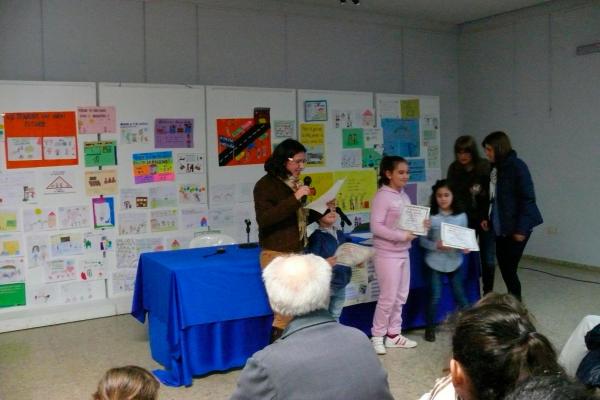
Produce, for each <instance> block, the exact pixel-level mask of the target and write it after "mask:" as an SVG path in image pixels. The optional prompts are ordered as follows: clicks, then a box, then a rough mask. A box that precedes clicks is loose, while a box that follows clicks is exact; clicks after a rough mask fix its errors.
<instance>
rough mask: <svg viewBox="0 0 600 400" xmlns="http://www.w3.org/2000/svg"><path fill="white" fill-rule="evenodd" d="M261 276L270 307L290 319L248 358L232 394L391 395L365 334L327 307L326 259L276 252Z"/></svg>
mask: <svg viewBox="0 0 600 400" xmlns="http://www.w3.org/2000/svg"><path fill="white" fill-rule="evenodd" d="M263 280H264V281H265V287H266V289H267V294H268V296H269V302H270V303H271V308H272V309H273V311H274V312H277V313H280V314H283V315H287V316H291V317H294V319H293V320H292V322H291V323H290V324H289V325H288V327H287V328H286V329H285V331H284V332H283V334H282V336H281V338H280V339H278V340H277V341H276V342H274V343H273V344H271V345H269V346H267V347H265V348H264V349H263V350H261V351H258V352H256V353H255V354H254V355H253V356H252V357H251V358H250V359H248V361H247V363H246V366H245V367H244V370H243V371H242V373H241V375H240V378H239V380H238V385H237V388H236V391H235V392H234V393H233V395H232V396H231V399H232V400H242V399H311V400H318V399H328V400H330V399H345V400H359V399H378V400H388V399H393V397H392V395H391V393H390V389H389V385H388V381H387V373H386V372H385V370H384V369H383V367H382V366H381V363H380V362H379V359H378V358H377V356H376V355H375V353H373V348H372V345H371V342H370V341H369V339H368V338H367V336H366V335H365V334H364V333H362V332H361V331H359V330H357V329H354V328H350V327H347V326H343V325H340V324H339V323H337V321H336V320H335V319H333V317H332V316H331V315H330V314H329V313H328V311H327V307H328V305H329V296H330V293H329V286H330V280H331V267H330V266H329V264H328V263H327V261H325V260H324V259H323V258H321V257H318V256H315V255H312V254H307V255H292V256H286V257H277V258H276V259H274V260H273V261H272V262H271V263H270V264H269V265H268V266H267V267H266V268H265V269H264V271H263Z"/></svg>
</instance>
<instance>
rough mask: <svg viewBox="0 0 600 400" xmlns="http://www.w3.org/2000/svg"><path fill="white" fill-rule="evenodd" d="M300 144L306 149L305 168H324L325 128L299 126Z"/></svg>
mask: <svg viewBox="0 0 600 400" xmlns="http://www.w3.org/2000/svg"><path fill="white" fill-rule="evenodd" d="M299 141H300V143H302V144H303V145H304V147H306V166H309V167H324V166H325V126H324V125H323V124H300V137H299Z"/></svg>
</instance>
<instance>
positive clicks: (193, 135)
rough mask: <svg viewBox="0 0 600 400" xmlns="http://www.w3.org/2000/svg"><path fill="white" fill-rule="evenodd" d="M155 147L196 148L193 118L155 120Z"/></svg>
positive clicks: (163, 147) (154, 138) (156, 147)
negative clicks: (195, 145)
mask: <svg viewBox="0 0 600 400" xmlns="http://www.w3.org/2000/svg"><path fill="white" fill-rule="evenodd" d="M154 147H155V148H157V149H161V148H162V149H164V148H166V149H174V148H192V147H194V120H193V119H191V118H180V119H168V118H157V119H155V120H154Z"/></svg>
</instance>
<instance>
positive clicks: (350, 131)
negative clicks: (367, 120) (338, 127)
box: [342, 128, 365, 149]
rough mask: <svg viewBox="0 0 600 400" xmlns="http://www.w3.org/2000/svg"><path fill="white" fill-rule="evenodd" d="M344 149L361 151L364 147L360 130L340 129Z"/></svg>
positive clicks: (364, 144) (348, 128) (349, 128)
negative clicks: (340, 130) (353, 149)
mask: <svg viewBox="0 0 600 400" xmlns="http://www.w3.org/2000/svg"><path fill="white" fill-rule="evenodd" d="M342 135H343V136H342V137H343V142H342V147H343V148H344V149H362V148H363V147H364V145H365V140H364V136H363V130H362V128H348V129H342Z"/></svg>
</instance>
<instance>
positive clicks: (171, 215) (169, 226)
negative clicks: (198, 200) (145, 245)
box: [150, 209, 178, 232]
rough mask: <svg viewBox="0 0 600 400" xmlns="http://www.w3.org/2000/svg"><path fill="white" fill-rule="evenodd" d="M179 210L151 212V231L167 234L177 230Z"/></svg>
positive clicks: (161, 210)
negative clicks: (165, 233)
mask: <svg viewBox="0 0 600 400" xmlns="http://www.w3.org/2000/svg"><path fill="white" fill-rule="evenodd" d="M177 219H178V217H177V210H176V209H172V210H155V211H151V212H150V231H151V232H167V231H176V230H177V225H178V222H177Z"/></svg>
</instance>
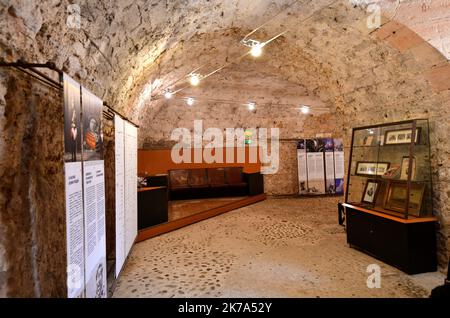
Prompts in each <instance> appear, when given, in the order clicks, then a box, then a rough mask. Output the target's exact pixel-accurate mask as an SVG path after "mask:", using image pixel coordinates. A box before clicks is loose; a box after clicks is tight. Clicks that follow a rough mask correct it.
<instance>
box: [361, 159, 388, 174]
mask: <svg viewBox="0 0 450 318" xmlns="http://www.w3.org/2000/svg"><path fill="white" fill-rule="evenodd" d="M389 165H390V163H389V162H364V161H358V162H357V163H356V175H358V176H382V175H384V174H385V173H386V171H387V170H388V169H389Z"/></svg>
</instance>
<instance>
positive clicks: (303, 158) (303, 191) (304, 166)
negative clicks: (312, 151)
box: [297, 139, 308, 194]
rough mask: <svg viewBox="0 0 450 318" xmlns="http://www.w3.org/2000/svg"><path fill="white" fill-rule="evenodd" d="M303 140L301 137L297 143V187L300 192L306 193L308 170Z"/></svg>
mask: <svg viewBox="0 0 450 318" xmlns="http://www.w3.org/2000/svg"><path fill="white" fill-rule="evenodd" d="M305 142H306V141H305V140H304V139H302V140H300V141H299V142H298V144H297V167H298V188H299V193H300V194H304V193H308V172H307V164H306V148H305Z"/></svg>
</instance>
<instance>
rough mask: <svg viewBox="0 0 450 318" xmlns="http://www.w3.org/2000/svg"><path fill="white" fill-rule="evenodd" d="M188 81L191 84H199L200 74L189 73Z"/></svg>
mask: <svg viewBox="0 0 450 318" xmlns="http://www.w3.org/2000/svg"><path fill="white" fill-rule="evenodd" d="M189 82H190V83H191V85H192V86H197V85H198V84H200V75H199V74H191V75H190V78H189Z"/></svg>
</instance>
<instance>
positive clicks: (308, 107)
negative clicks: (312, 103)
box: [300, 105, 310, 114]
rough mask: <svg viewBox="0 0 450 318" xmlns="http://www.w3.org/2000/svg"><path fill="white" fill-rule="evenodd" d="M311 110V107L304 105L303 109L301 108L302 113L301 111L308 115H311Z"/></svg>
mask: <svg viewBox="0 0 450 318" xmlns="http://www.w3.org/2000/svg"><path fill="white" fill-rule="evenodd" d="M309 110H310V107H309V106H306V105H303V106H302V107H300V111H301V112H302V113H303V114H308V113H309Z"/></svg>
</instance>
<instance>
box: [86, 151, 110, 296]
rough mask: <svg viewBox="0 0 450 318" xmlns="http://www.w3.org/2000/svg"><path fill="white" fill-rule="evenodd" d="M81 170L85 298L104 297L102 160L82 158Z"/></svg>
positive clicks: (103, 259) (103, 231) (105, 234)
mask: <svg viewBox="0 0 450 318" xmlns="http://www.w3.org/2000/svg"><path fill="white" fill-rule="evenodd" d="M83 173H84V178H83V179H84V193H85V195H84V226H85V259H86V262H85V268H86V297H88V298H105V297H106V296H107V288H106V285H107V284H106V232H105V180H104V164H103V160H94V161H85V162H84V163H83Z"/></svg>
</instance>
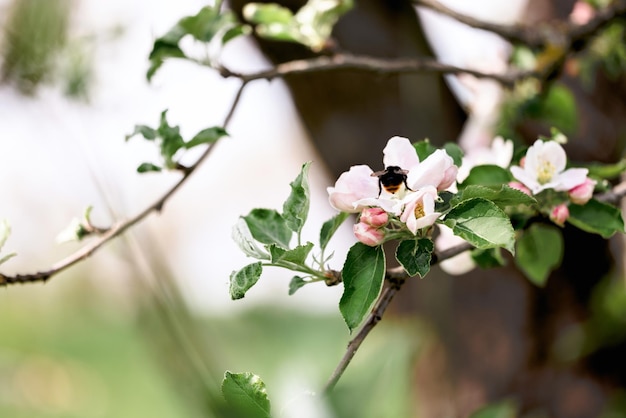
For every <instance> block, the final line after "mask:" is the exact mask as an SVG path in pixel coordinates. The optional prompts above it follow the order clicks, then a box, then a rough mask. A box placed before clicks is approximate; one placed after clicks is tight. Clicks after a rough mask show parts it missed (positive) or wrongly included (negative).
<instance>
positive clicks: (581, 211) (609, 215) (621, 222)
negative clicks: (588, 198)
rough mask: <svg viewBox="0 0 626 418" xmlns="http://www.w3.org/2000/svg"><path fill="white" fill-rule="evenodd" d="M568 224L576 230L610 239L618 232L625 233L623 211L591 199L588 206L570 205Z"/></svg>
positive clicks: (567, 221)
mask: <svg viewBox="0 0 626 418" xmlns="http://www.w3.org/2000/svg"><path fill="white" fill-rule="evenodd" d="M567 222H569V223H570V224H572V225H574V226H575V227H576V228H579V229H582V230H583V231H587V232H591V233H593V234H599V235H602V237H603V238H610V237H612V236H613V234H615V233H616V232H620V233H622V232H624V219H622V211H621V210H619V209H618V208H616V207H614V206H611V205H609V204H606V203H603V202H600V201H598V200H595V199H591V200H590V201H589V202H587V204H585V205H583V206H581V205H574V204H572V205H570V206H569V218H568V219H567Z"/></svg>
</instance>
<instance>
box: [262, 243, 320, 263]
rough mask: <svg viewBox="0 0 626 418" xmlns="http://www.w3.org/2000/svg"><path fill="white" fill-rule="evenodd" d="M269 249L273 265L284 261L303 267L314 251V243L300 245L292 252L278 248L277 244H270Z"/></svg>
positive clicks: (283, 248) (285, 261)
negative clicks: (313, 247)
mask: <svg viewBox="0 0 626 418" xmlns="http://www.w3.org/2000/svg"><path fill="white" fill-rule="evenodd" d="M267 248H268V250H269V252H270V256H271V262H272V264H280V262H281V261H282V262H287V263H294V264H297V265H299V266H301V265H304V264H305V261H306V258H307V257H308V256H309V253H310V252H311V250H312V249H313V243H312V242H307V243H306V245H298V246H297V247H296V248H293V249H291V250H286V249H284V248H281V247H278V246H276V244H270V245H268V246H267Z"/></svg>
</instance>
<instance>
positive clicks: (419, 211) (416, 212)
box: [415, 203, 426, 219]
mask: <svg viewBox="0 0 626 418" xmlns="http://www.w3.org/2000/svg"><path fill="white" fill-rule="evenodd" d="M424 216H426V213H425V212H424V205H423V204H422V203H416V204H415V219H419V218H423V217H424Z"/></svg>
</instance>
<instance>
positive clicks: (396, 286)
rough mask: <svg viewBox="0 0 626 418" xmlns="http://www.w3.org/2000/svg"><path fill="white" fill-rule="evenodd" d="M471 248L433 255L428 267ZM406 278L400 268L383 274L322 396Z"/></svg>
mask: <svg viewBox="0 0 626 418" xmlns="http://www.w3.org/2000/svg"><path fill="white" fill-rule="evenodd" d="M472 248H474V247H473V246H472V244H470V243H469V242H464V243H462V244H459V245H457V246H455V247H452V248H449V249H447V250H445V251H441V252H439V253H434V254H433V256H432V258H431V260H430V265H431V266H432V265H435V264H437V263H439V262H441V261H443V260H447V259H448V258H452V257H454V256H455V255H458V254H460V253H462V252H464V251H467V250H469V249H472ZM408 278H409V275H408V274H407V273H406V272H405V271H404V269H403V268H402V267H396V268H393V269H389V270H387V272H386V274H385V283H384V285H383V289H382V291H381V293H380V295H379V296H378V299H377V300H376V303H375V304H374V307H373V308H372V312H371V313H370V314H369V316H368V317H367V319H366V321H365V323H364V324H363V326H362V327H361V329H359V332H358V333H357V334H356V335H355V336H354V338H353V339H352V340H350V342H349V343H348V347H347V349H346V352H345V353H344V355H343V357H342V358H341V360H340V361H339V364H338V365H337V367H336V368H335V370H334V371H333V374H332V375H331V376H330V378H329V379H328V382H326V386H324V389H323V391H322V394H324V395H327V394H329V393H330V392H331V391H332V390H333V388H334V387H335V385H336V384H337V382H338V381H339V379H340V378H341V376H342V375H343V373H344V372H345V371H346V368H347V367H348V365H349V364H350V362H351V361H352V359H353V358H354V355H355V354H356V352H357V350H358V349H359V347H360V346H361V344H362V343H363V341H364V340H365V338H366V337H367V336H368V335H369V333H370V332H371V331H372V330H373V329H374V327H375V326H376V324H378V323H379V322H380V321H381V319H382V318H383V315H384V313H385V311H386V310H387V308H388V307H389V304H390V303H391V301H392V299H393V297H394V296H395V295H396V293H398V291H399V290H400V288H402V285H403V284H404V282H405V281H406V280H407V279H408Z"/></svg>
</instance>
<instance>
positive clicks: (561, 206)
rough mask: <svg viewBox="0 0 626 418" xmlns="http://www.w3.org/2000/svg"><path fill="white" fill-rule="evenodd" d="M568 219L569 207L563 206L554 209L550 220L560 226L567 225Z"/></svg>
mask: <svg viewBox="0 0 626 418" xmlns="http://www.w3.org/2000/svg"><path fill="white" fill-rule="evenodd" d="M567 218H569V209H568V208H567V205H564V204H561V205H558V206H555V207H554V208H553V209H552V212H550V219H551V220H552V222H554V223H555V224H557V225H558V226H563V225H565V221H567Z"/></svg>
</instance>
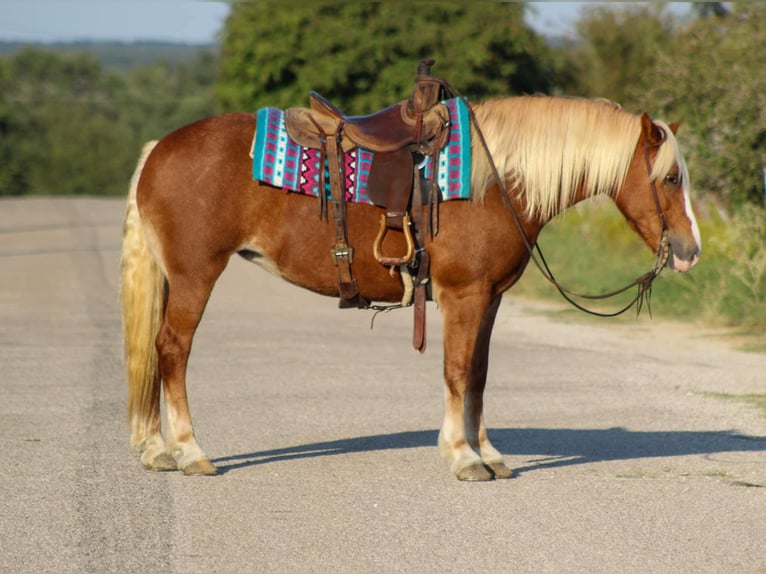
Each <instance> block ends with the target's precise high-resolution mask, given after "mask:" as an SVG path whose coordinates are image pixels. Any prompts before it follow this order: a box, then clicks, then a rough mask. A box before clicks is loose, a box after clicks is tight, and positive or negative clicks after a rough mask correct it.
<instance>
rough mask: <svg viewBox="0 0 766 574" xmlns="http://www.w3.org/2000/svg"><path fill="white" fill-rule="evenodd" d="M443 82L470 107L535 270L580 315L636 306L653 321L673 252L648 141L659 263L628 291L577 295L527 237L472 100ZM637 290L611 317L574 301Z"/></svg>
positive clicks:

□ □ □ □

Count the lines in the data above that contain the string "given". Reply with the number alone.

*Written response:* 2